*Travail demandé:* Poursuivez le texte consacré au projet « Wetland » à la suite de sa dernière phrase.

Avec le projet « Wetland [5] », Laetitia Delafontaine & Grégory Niel (DN) prennent le contre-pied de Buffon. Ils donnent à leur travail plastique un enjeu politique en proposant d’implanter une zone humide au cœur de la ville d’Ivry-sur-Seine. À partir de ce postulat radical, ils construisent une fiction située qui répond à la question de la commande publique – renversant la notion d’art dans l’espace public en faisant de l’espace public une œuvre en tant que telle – avec la volonté de placer la question écologique au centre de l’urbain. Ils interrogent ainsi le concept d’utopie, dont l’âge d’or se situe dans la première moitié du XXème siècle, et sa faillite en tant que manifestation de la postmodernité. D’une part, parce que l’utopie, induite par la nécessité de défaire l’institution, ne peut être soutenue par cette dernière. D’autre part, parce que l’art a tout à coup désormais la capacité de « convertir l’utopie en réalité [6] ». Depuis 2001, le duo artistique travaille sur la question de l’espace et de ses représentations virtuelles ou cinématographiques. Il s’intéresse au rapport entre la question de l’image et celle du lieu dans ses dimensions projective, fictionnelle et critique. Devant l’urgence du dérèglement climatique et les transformations qui en découlent, ils changent d’échelle, passant à un territoire public au sein duquel ils déconstruisent l’urbain. Pour leur permettre de situer géographiquement le projet, ils déterminent deux paramètres préalables que sont les zones inondables et les zones d’entrepôts et de voix ferrés afin d’épargner les lieux résidentiels.

Laetitia Delafontaine & Grégory Niel s’intéressent ici au rapport de la ville avec la Seine, à son rapport à l’eau [7], aux questions historiques de débordements du fleuve [8], mais aussi aux architectures remarquables se trouvant sur le territoire, particulièrement aux « Etoiles » de Jean Renaudie et Renée Gailhoustet, ensembles en béton nommés ainsi en raison des pointes triangulaires qui rayonnent depuis une trame orthogonale [9], connectées à un projet plus ancien non réalisé de Renaudie pour la ville nouvelle du Vaudreuil [10] , située sur la Seine entre Rouen et Paris, qu’il avait choisi d’implanter au bord d’une zone humide. « Wetland » est en quelque sorte un hommage à Renaudie puisque les artistes retournent ici sa proposition en choisissant d’implanter une zone humide au pied de ses « Etoiles » qui de surcroit abritent depuis 1983 la galerie Fernand Léger. Ils s’intéressent aux grands ensembles dans leur dimension cinématographique, fictionnelle et anticipatoire. Les « Etoiles » a ainsi servi de décor au film « Hunger Game », tout comme « Abraxas » de Riccardo Boffil à Noisy-le-Sec a accueilli le tournage de « Brazil » de Terry Gilliam.

*Extraits d'un jeu de données d'étiquetage de points:*
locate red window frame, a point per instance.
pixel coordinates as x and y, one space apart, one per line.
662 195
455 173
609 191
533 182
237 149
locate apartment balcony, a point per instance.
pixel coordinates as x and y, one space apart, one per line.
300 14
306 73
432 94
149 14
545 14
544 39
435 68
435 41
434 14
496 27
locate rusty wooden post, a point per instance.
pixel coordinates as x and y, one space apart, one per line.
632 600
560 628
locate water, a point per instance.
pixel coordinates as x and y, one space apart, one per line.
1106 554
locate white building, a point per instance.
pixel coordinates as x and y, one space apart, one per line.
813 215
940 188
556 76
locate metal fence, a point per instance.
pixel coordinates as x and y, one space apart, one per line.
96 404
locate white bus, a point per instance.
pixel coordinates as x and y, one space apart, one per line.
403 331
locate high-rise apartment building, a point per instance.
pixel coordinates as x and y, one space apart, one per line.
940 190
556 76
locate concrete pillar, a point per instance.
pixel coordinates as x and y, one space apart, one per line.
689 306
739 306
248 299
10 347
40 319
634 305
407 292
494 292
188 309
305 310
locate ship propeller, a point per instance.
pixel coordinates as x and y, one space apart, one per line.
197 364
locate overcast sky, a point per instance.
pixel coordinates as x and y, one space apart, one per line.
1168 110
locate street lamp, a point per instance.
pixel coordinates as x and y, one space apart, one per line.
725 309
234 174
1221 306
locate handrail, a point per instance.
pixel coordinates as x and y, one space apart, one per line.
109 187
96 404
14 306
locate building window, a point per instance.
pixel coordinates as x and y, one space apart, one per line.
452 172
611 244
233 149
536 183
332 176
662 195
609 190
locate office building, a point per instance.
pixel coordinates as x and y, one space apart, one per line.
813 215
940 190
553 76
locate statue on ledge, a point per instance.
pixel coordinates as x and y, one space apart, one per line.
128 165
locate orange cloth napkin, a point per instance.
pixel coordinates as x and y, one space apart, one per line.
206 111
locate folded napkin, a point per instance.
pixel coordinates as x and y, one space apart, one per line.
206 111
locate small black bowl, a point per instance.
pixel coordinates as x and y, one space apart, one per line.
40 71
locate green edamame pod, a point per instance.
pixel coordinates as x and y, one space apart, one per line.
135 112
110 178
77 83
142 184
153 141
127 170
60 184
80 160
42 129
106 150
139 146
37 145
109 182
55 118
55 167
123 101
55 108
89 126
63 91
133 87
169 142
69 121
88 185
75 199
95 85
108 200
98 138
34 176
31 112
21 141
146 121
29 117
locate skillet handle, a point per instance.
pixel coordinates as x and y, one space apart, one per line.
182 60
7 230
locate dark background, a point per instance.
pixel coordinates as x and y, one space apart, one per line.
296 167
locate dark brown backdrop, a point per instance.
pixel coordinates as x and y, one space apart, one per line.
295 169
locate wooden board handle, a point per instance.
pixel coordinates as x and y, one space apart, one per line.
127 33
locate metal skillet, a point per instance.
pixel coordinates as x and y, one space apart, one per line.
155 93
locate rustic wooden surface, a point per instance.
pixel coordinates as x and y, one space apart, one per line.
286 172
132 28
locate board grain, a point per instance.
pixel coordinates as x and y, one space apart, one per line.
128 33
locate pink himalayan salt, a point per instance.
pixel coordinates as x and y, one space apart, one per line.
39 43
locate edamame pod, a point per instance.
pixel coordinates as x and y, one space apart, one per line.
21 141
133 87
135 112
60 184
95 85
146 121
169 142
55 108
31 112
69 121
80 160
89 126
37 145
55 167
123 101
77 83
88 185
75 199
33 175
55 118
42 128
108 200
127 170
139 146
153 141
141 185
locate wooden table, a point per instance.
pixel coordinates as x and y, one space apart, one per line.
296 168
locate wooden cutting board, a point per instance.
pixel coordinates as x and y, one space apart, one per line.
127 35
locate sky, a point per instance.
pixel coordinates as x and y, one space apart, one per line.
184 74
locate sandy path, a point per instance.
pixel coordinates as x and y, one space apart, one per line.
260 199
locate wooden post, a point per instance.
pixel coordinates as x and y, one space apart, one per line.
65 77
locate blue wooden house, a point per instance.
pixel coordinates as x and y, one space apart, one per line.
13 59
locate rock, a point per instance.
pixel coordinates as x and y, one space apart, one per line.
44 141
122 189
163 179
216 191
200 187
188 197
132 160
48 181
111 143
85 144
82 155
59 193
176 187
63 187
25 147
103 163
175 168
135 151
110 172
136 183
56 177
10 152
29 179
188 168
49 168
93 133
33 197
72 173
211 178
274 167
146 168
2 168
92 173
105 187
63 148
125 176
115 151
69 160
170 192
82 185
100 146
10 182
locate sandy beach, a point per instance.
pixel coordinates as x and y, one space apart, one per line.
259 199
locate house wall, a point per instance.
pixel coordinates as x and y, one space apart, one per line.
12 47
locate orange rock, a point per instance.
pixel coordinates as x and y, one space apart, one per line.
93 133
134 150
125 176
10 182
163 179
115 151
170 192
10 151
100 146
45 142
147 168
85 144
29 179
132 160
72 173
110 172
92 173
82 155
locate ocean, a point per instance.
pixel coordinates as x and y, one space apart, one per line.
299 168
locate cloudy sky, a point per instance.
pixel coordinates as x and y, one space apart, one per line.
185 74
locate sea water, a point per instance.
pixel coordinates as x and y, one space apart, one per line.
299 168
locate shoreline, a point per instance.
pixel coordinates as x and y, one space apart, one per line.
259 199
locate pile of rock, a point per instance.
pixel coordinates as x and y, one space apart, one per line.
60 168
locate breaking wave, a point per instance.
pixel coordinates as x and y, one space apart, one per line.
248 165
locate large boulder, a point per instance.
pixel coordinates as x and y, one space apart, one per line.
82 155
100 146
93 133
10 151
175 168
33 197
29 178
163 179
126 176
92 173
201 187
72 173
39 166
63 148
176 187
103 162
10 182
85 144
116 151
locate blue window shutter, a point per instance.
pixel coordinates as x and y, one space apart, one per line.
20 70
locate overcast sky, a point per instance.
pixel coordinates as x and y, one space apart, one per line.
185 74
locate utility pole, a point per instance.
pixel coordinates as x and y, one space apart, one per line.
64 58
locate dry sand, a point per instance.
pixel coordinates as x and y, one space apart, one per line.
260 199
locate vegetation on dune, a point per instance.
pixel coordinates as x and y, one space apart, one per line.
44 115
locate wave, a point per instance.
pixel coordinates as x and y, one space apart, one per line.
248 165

...

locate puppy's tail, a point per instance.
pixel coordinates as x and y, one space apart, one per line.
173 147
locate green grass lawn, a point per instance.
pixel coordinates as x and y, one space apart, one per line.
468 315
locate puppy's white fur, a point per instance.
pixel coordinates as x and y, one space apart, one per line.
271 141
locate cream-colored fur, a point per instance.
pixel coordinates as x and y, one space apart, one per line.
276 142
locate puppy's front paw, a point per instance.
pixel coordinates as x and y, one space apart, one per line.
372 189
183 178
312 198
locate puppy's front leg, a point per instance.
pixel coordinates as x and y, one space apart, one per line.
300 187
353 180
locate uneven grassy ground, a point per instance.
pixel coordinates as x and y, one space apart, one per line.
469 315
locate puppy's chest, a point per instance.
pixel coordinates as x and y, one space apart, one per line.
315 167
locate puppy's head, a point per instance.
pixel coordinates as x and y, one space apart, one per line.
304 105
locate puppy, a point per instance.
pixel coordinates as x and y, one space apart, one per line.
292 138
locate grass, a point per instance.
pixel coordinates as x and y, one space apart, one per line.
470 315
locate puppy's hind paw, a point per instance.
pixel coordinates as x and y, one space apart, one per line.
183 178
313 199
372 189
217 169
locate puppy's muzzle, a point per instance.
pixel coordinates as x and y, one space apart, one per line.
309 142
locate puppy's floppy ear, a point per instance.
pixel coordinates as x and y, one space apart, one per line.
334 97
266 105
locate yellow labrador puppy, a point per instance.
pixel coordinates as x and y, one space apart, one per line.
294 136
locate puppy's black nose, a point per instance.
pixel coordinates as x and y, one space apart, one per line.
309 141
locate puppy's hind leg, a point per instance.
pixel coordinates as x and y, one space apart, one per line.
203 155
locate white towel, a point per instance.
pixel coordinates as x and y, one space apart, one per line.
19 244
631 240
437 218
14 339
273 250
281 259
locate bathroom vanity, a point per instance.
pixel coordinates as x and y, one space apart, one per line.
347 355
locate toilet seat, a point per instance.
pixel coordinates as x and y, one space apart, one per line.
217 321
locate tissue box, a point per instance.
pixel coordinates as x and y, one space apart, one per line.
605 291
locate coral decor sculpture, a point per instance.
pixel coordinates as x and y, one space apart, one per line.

---

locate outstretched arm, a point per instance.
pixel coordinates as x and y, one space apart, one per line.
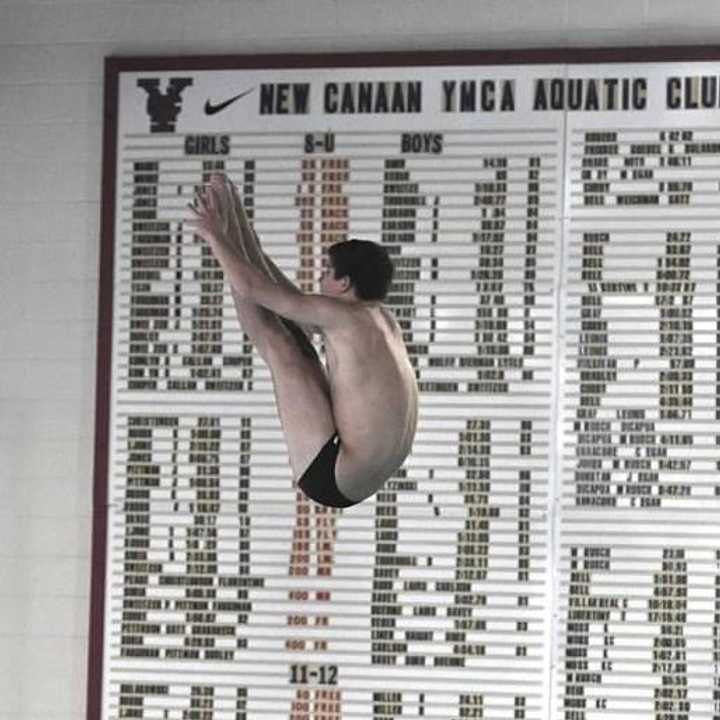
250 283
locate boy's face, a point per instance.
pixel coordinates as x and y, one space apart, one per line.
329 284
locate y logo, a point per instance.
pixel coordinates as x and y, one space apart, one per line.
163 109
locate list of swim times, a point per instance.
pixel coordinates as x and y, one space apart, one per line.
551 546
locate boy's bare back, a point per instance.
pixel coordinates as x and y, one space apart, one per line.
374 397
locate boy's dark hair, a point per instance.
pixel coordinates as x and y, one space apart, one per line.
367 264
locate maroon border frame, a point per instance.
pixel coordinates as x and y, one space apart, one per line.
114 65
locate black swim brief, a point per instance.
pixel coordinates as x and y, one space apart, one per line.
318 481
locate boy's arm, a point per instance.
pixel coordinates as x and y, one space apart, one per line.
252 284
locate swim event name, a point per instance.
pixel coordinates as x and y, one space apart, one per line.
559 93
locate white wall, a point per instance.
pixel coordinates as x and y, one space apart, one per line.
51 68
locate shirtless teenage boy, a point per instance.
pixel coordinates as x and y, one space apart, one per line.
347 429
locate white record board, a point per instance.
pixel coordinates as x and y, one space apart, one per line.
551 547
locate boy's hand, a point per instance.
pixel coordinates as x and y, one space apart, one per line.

*Réponse:*
Le duo élabore le scénario fictionnel en créant la cartographie de la zone humide sur le plan d’Ivry-sur-Seine, y transposant celle du Vaudreuil augmentée du dessin des étangs et des annotations qui ont créé la partie fictionnelle dans l’implantation, donnant les titres des trois grands dessins muraux, et du placement d’une faune et une flore spécifique. L’île du cratère, la baie des étoiles, le Cap Gagarine ou l’île du Grand Cormoran voisinent avec la plage des sables ou la baie des rails. Ce scénario sert de base à la simulation immersive que les artistes vont ensuite développer. « Wetland » se compose de trois zones spécifiques : un grand lac qui submerge les voies ferrées et s’étend jusqu’aux « Etoiles » de Renaudie, un secteur de prairie humides et d’aquaculture sur les bords de Seine au niveau de la jonction avec la Marne et une réserve naturelle comprenant plusieurs étangs sauvages à côté du fort d’Ivry. La proposition est structurée autour de deux axes qui occupent les deux salles symétriques de la galerie Fernand Léger. Un grand mural en papier peint constitué des trois milieux humides forme un ensemble continu de paysages virtuels immersifs, avec à gauche la figuration de la pointe de loriots dans la réserve naturelle, en face, l’iris des rives, et à droite le grand lac et la baie des étoiles. Un film de quatre minutes réalisé en 3D, caméra au ras de l’eau, toujours en mouvement, qui amène vers un point de vue, permettant d’entrer littéralement dans la zone humide, dessinant une balade onirique au sein de ce nouvel écosystème potentiel, un voyage que l’on prend en cours, rythmé par un travail sur le son issu d’enregistrements réalisés dans des fosses marines situées à plus de dix mille mètres de profondeur, au plus près des entrailles de la terre, tels les grondements de l’anthropocène. Deux expériences immersives d’un même environnement virtuel destinées à l’appréhender, le ressentir, le vivre. Deux vues en plan, la carte dessinée et l’image satellite qui superpose les photos satellites d’Ivry et du Vaudreuil, ainsi qu’une vidéo de traveling vertical, descendant du ciel au sol le long d’une des images du film, accueillant les visiteurs à l’entrée du lieu et préfigurant à la manière d’une bande annonce la simulation immersive, complètent le dispositif.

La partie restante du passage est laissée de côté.